THE DATA:
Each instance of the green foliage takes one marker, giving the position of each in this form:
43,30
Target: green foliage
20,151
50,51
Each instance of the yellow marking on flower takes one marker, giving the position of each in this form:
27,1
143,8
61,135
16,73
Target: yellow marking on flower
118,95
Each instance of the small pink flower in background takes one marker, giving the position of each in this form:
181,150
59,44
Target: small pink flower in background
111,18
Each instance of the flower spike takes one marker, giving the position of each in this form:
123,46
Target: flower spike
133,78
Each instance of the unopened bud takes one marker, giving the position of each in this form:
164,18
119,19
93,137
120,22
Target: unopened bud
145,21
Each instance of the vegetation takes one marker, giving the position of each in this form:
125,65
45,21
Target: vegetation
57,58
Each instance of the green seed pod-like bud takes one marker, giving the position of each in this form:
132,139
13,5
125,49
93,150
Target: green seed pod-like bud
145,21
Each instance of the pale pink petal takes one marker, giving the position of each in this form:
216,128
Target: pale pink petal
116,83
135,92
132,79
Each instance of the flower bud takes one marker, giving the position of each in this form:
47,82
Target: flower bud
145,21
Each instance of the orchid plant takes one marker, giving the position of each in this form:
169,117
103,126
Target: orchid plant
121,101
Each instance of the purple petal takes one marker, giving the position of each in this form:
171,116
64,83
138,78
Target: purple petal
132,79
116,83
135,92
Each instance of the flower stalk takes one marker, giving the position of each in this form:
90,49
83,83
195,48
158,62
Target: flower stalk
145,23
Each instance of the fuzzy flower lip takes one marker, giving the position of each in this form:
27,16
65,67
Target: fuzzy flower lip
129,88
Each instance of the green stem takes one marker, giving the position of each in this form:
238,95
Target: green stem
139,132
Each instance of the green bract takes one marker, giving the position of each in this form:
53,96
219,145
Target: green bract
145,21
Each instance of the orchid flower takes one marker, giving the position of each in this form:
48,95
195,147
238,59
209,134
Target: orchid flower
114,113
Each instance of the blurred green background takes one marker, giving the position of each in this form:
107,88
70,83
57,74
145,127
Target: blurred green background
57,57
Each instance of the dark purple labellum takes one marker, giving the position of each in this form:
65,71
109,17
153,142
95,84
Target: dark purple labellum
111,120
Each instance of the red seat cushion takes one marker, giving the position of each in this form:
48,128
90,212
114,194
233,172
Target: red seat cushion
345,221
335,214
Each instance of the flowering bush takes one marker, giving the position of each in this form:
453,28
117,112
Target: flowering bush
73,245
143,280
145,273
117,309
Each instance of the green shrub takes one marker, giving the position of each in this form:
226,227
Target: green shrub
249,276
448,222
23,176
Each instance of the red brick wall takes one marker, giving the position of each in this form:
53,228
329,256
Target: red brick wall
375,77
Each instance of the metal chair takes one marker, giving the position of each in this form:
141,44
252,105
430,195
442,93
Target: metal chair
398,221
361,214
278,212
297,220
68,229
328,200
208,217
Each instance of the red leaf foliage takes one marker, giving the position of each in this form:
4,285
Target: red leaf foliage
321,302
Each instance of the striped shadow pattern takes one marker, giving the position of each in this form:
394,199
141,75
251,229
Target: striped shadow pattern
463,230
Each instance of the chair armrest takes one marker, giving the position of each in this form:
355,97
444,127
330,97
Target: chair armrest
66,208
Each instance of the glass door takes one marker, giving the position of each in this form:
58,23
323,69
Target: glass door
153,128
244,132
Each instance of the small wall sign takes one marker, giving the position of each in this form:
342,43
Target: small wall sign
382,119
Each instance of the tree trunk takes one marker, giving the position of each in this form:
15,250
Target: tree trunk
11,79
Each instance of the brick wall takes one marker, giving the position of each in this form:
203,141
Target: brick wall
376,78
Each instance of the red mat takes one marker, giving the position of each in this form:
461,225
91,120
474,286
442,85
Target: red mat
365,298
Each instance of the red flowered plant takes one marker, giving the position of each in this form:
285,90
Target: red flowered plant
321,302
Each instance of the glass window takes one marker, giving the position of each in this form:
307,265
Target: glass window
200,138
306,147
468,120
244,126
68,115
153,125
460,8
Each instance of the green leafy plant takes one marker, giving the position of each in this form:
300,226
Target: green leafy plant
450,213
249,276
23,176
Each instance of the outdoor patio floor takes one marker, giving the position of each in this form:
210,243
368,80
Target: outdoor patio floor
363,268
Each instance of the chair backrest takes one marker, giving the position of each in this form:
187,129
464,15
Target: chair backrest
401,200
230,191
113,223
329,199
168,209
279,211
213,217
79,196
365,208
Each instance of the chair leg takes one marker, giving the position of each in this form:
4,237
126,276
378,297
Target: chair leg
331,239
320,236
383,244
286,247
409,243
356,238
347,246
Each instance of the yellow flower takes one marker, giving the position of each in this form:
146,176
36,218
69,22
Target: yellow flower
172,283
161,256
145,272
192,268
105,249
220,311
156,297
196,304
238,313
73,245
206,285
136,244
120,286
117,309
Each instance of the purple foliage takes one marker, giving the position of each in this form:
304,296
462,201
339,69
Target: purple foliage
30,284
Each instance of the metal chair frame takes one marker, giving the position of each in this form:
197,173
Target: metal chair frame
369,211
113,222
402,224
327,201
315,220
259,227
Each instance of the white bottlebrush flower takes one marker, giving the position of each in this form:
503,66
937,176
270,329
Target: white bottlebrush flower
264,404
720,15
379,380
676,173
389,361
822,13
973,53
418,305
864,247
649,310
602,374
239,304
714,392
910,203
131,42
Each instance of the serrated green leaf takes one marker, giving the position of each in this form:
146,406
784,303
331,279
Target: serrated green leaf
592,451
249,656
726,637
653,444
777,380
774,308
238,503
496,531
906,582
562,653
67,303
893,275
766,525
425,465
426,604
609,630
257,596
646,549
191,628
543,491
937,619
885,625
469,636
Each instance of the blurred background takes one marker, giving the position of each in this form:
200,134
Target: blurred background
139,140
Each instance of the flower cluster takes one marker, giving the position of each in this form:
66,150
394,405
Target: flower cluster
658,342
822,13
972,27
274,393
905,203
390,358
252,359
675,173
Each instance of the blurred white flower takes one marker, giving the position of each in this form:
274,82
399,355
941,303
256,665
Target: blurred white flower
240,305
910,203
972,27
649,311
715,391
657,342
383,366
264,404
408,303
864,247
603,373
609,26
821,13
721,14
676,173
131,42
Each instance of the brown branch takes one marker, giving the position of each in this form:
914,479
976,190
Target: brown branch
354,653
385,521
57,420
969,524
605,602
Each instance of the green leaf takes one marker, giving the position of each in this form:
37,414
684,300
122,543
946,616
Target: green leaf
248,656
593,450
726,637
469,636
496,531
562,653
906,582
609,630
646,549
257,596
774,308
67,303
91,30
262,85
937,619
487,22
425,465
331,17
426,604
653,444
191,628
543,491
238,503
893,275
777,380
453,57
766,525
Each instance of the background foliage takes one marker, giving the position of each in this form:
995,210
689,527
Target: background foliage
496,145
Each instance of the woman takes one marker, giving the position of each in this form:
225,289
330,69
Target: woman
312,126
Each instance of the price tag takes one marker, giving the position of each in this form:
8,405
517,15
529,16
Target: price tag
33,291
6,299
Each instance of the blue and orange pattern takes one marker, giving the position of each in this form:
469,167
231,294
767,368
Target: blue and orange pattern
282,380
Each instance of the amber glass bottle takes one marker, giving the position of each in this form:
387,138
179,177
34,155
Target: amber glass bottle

AIM OF THE EXERCISE:
Extract every line from the one containing "Each instance of the blurred background" through the last line of the data, inclusive, exactly as written.

RESULT FOR THIS TASK:
Each instance of the blurred background takes one marker, giving the position of each in this form:
200,134
Target: blurred background
139,140
Each instance of the flower cluster takes one marker, giving the position of each in this form:
66,150
394,405
Target: flower cluster
658,342
822,13
972,27
274,393
905,203
390,358
252,359
675,173
Each instance of the blurred white flower takes one marker, giving the position of each in this form:
274,82
399,355
941,303
256,665
Target: blurred white flower
240,305
910,203
972,27
649,311
715,391
657,342
383,366
264,404
408,303
864,247
603,373
609,26
821,13
721,14
676,173
131,42
Each instance of the brown branch takes one marker, giving the position of each in this form:
914,479
976,190
Target: brown branch
354,653
385,521
57,420
969,524
605,602
Each instance of the green leaf takes one marker, giving the position of each in this form:
37,414
684,300
122,543
946,616
Target: green leaf
248,656
593,450
726,637
469,636
496,531
562,653
906,582
609,630
646,549
257,596
774,308
67,303
91,30
262,85
937,619
487,22
425,465
331,17
426,604
653,444
191,628
543,491
238,503
893,275
777,380
453,57
766,525
Each instance of the background foliage takes one marker, giving the position of each in this form:
995,210
689,527
Target: background foliage
496,145
Each instance of the woman takes one marker, giving the position of each in this form:
225,289
330,69
Target: woman
312,126
Each instance of the price tag takes one marker, giving the position of each in this form:
8,405
517,15
529,16
Target: price tag
33,291
6,299
Each instance of the blue and orange pattern takes one marker, giving the position of each in this form:
469,167
231,294
767,368
Target: blue and orange pattern
282,380
Each instance of the amber glass bottle takes one marker, giving the position of each in this form:
387,138
179,177
34,155
Target: amber glass bottle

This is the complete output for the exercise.